— start —

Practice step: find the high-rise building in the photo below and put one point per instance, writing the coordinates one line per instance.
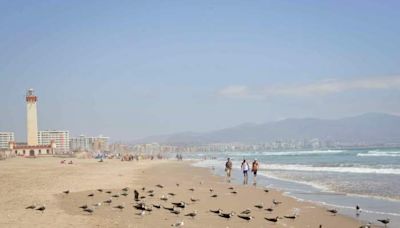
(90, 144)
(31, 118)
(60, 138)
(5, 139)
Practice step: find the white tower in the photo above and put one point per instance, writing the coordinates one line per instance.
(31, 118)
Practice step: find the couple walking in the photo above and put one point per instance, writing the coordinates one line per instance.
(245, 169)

— end —
— start —

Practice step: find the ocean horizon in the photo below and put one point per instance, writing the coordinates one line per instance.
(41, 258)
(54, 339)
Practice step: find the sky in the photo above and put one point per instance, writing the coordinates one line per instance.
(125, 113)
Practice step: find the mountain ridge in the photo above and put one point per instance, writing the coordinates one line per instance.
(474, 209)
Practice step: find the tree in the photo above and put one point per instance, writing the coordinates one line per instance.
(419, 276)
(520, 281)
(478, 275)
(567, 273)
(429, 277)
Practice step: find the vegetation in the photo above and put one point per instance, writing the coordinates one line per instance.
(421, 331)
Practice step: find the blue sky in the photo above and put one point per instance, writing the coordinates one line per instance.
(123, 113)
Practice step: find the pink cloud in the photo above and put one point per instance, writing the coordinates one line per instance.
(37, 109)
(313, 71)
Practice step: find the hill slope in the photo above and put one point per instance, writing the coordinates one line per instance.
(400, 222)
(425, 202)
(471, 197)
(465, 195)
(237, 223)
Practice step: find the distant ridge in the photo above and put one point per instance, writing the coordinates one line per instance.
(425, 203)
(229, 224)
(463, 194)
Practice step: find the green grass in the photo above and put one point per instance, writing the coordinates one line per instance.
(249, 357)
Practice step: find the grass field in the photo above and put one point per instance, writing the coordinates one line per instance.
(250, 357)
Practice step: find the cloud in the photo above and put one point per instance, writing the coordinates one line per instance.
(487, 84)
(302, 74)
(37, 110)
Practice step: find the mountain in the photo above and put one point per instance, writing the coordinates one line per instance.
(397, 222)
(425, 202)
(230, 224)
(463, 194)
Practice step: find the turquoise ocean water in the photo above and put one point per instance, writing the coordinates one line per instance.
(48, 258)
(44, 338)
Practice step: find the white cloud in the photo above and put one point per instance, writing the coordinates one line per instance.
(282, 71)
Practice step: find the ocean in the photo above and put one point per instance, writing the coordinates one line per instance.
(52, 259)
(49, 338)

— end —

Please select and copy every line of the records above that contains the word "mountain". Case counts.

Practice step: find the mountain ridge in the photo above and put one point per instance, writing the coordinates one line per instance.
Practice step: find the mountain in the photo above and put one point per instance, writing the coordinates one line per instance.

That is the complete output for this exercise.